(Input):

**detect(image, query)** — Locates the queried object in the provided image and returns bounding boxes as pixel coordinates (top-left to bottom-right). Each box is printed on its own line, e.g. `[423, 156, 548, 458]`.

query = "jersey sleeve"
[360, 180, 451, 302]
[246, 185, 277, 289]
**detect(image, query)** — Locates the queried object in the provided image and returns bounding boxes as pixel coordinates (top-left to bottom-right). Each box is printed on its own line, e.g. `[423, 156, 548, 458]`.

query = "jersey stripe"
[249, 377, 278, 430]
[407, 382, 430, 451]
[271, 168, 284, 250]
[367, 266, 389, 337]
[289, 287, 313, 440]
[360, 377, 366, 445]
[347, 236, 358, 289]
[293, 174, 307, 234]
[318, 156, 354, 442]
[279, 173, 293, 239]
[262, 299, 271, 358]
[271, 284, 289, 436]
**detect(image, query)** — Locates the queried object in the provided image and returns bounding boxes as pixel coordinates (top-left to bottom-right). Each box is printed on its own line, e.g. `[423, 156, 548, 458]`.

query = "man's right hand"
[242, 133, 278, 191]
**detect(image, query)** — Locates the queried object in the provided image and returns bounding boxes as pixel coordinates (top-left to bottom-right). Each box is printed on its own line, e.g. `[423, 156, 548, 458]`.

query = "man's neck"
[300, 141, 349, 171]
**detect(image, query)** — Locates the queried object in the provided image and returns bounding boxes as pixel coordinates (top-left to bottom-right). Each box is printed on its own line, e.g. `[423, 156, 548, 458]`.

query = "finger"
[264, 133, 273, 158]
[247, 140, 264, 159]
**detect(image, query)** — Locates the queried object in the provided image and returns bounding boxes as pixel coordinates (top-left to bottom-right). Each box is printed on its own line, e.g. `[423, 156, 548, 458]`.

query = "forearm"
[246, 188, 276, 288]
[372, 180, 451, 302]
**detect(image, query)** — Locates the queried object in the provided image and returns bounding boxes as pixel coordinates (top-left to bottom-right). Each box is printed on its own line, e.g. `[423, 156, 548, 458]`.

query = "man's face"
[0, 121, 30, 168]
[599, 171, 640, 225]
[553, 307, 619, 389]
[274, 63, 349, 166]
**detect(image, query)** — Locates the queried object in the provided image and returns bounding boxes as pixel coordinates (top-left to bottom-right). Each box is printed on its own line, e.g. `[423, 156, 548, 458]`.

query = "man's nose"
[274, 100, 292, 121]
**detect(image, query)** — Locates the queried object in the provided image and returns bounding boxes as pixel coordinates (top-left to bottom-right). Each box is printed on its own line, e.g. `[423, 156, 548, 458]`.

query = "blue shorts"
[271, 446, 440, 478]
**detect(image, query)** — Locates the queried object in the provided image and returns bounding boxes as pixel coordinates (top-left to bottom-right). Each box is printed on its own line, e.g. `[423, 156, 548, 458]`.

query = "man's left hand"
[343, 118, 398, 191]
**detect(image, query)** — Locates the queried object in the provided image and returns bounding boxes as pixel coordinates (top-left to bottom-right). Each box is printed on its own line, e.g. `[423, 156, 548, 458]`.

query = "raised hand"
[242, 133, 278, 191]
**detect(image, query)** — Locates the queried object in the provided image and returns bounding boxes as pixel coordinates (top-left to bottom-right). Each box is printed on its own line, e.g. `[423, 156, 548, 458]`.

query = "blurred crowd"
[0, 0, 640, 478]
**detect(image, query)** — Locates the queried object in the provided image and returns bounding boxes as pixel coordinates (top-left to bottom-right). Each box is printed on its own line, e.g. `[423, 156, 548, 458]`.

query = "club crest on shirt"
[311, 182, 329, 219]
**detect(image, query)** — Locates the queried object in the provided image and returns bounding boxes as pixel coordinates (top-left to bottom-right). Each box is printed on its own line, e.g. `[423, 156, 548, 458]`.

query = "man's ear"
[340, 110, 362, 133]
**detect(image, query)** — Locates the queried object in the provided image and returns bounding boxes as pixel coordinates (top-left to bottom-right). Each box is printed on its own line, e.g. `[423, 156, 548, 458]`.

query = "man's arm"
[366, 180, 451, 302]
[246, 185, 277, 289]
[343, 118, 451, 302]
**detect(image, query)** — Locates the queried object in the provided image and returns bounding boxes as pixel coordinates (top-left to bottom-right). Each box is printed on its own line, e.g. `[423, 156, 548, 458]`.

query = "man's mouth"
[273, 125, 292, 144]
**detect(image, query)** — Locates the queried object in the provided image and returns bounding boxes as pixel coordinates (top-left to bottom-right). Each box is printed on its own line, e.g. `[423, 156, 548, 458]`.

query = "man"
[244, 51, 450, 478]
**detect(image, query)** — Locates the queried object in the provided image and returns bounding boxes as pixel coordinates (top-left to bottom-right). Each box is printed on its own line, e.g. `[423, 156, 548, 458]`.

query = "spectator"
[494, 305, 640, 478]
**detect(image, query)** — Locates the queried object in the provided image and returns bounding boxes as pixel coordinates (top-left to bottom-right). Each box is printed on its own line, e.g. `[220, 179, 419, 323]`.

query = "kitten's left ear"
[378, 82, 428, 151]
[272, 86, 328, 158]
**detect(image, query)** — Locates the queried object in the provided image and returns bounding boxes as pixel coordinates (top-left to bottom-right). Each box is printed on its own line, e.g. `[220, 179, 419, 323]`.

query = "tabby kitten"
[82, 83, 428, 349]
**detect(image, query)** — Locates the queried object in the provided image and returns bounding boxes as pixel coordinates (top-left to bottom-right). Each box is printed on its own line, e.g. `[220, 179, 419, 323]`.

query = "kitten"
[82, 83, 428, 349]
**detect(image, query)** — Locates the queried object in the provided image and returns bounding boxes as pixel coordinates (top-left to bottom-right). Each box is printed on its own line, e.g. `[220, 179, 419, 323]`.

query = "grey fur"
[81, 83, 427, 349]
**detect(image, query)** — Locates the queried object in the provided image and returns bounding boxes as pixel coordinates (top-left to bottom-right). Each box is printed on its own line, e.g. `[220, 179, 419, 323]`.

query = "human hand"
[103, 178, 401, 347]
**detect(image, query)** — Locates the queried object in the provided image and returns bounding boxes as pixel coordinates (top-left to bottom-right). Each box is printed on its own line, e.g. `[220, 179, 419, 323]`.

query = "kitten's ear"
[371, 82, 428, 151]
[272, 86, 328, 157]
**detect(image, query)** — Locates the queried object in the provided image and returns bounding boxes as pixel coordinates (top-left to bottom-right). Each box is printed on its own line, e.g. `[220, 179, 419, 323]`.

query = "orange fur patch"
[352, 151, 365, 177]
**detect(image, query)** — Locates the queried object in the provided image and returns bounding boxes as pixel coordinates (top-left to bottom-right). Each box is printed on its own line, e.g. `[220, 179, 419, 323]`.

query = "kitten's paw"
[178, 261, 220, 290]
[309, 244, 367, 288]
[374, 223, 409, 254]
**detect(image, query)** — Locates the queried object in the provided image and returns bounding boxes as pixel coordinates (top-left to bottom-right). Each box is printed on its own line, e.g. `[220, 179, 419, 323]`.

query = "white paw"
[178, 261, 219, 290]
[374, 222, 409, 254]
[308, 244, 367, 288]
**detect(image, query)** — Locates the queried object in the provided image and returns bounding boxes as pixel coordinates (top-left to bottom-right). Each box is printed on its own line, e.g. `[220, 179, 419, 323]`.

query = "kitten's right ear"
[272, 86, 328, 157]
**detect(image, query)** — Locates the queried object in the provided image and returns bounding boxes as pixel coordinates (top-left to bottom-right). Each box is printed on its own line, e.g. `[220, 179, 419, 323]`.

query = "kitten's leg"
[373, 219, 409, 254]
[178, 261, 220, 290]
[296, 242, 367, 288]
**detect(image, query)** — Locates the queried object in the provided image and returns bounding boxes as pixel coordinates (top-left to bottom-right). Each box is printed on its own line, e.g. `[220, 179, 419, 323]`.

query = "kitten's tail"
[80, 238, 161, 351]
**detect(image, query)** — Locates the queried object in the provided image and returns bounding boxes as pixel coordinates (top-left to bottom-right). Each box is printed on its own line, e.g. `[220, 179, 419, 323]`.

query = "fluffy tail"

(Job): Extract every line of the records above that contains the word "hand", and copy each such line in full.

(Solution for this problem):
query = "man's right hand"
query = "man's left hand"
query = "raised hand"
query = "human hand"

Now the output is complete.